AIM OF THE TASK:
The goal here is an exact copy of the entries below, without their pictures.

(DATA EXCERPTS)

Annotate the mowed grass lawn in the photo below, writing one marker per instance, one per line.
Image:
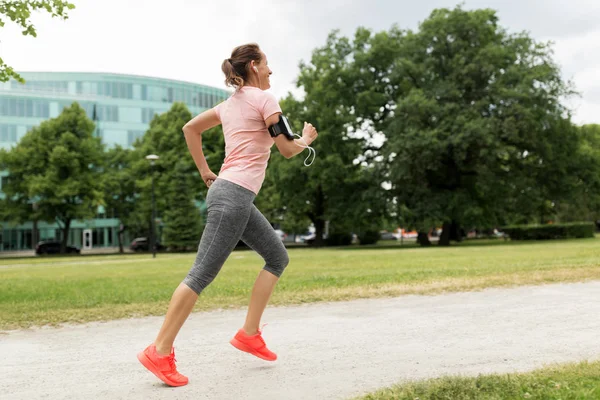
(43, 291)
(560, 382)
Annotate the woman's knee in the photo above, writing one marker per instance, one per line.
(277, 265)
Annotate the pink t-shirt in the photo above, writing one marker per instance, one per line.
(247, 140)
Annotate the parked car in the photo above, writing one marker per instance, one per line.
(143, 244)
(53, 247)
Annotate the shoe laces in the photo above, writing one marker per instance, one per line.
(260, 335)
(172, 361)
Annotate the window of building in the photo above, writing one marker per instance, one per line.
(13, 107)
(147, 115)
(133, 135)
(8, 133)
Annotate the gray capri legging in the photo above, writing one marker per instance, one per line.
(233, 216)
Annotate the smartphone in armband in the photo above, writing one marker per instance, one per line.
(282, 127)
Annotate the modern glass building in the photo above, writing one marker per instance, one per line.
(123, 106)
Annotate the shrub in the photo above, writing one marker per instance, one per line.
(549, 232)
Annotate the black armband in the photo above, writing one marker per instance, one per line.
(281, 127)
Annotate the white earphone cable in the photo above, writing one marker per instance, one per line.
(310, 151)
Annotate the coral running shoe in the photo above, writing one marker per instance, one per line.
(162, 366)
(253, 344)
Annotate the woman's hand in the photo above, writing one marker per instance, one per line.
(208, 177)
(309, 133)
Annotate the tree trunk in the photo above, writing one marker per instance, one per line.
(63, 245)
(455, 232)
(445, 236)
(319, 230)
(120, 236)
(319, 221)
(423, 239)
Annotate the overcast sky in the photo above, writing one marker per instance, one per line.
(188, 39)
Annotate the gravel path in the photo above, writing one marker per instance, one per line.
(326, 351)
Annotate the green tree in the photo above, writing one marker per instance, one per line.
(339, 186)
(584, 196)
(57, 166)
(183, 225)
(478, 125)
(19, 12)
(165, 139)
(119, 186)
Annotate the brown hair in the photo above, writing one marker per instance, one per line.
(237, 66)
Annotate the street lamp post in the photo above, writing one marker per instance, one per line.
(152, 158)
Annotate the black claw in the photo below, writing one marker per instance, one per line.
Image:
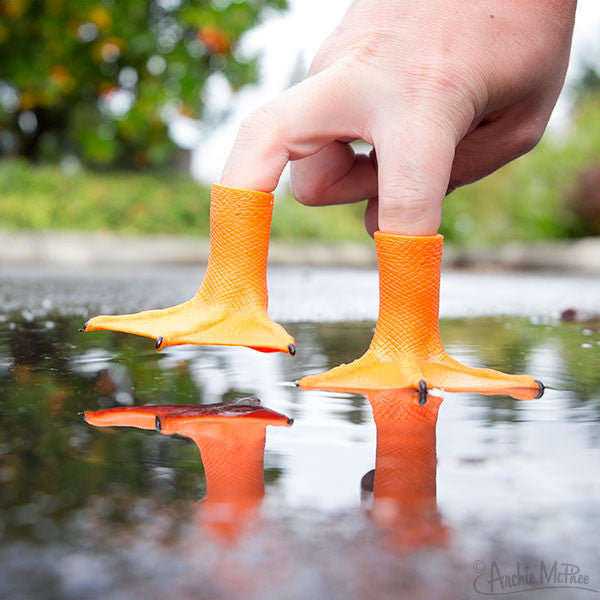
(542, 389)
(422, 392)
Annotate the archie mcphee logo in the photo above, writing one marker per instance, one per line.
(496, 579)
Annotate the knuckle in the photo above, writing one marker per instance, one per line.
(308, 193)
(527, 138)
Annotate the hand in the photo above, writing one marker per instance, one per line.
(446, 91)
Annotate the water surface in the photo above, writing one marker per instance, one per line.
(88, 512)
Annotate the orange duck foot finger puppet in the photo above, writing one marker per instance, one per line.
(406, 350)
(230, 308)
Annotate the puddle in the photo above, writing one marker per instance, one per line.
(117, 512)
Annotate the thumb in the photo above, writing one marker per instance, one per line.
(414, 165)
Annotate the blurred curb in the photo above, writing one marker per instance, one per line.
(93, 248)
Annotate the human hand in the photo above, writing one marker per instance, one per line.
(446, 91)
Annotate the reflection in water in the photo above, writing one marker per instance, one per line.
(231, 440)
(402, 488)
(72, 495)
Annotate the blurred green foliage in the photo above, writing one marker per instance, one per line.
(98, 78)
(167, 202)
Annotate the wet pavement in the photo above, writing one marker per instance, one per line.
(467, 491)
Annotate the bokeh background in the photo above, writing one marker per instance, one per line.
(118, 115)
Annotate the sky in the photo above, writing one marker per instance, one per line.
(290, 40)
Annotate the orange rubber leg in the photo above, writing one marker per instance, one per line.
(230, 308)
(406, 350)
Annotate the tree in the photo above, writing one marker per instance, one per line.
(99, 79)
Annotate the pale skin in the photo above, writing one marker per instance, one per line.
(446, 92)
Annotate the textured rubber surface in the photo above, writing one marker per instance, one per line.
(230, 308)
(406, 348)
(404, 484)
(231, 440)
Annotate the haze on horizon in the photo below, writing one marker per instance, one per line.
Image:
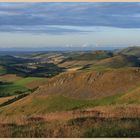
(33, 25)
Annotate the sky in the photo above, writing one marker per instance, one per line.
(69, 25)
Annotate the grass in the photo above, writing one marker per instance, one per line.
(11, 89)
(43, 105)
(17, 85)
(115, 129)
(91, 128)
(27, 80)
(2, 71)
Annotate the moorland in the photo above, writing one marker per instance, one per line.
(70, 93)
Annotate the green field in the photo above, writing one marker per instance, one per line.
(17, 86)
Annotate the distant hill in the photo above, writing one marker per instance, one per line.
(135, 51)
(91, 85)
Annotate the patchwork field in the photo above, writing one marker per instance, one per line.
(70, 94)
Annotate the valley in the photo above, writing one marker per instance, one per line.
(53, 94)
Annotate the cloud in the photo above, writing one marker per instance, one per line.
(123, 15)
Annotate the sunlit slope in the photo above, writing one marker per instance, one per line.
(91, 85)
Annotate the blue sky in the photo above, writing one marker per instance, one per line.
(69, 24)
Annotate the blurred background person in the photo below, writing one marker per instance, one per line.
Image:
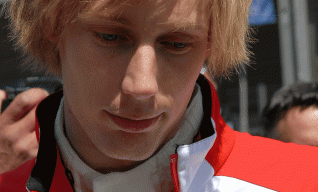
(292, 114)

(End DATA EXCERPTS)

YOUR RESPONSE:
Annotate the mowed grass lawn in the photo below, writing one marker per instance, one per line.
Image:
(43, 291)
(560, 382)
Annotate the woman's knee in the photo above, writing one marker per instance, one per line.
(277, 265)
Annotate the pink t-shirt in the photo above, writing one marker per instance, one per line.
(247, 140)
Annotate the parked car in the photo above, writing one marker per instance, one per line.
(143, 244)
(53, 247)
Annotate the shoe laces in the photo above, writing one marker per instance, one per line.
(260, 335)
(172, 361)
Annotate the window of building in the photo above, writing one marker per instance, one per line.
(13, 107)
(147, 115)
(133, 135)
(8, 133)
Annotate the gray capri legging in the photo above, writing one marker per instance, one per line.
(233, 216)
Annotate the smartphone in armband in the photo above, writing one marker per instance, one per line.
(282, 127)
Annotate the modern glass building in the photo above, writing one marker per instance, one per line.
(123, 106)
Annotate the shrub in the photo above, writing one marker per instance, one per line.
(549, 232)
Annotate the black armband in the photo above, writing one marker per instance, one per line.
(281, 127)
Annotate the white earphone cable in the photo above, writing one marker per instance, one per line.
(310, 151)
Annotate the coral running shoe in the photo above, writing one marker per instance, one per line.
(162, 366)
(253, 344)
Annotate the woman's hand in the photo above, writing one marker per instance, one per line.
(208, 177)
(309, 133)
Annotate the tree trunk in the photo above, writing one marker per instance, one per line.
(63, 245)
(455, 232)
(445, 236)
(319, 230)
(120, 236)
(319, 221)
(423, 239)
Annotate the overcast sky in the photo above, writing one marker per instance, one per line.
(188, 39)
Annotate the gravel path in the photo above, writing one marker per instance, one per line.
(326, 351)
Annotate the green tree in the photo above, writing one marker per instance, one per line.
(339, 186)
(584, 196)
(57, 166)
(183, 225)
(478, 125)
(19, 12)
(165, 139)
(119, 186)
Annotate the brown hair in the photo above, writing one marker per instance, one per line.
(237, 66)
Annotate the street lamp post in the photo above, writing one marker per instance, one per line.
(152, 158)
Annotate the black claw in the photo below, writing one marker per instance, one per line.
Image:
(542, 389)
(422, 392)
Annotate the archie mcphee logo in the photo above, writing one marker per instance, one per line.
(496, 579)
Annotate the knuckle in the photo above, writing one marker per instance, one per line.
(308, 193)
(527, 138)
Annotate the hand in the photo above, writing one marker per instance, one per line.
(446, 91)
Annotate the water surface in the photo above, writing one marker per instance, one per line.
(88, 512)
Annotate the orange duck foot finger puppet in the photo above, writing one marker per instance, one per line.
(406, 350)
(230, 308)
Annotate the puddle in the photo above, writing one marker per instance, one per line.
(117, 512)
Annotate the thumb in the photo above, writing one marker per instance, one per line.
(414, 165)
Annotate the blurred curb in the photo above, writing one marker per instance, one per line.
(93, 248)
Annotate the human hand in the photo above, writing one marker per instance, one per line.
(446, 91)
Annotate the reflection in water in the photo above, writing one marker per instance, one per line.
(231, 440)
(402, 488)
(72, 495)
Annotate the blurred green foliage in the photo above, writing one marker per instance, one per line.
(98, 78)
(167, 202)
Annotate the wet pavement in the photo above, writing one marker per instance, one per line.
(467, 491)
Annotate the bokeh background in the photo above, writing one marker per instance, one per line.
(118, 115)
Annotate the sky in the photo above, writing one marker per instance, one per line.
(290, 40)
Annotate the orange rubber leg in the photo above, writing one marker per instance, one per line.
(230, 308)
(406, 350)
Annotate the tree in the photo above, writing one marker per instance, one per line.
(99, 79)
Annotate the pale skin in the photo above, writing one marker per instance, one per line.
(446, 92)
Annotate the textured rubber surface in the photo above, writing one marker per instance, one per line.
(230, 308)
(406, 348)
(404, 484)
(231, 440)
Annotate the haze on horizon in the photo below, writing one marker per instance, one per line.
Image:
(33, 25)
Annotate the sky in the photo above, writing one marker per instance, one per line.
(69, 25)
Annotate the grass in the photo above, writing one marker per instance, one per line.
(11, 89)
(43, 105)
(17, 85)
(115, 129)
(91, 128)
(27, 80)
(2, 71)
Annotate the moorland in the photo above, writing one marker per instance, one per line.
(70, 93)
Annotate the green field in the photo above, writing one marker per instance, one per line.
(17, 86)
Annotate the distant hill in the photo above, writing one marker per instance, one per line.
(135, 51)
(91, 85)
Annotate the patchwork field in the photo above, writing one marker per instance, one per line.
(70, 94)
Annotate the valley in the photo above, writing one marker per instance, one per line.
(53, 94)
Annotate the cloud in the photo above, writing one marker per instance, one per line.
(123, 15)
Annotate the sunlit slope in the photo above, writing one marker per instance, one per line.
(91, 85)
Annotate the blue sky in the photo above, writing one marker per instance, one per line.
(69, 24)
Annotate the blurred background person in the photo below, writing one marker per instance, one per line.
Image:
(292, 114)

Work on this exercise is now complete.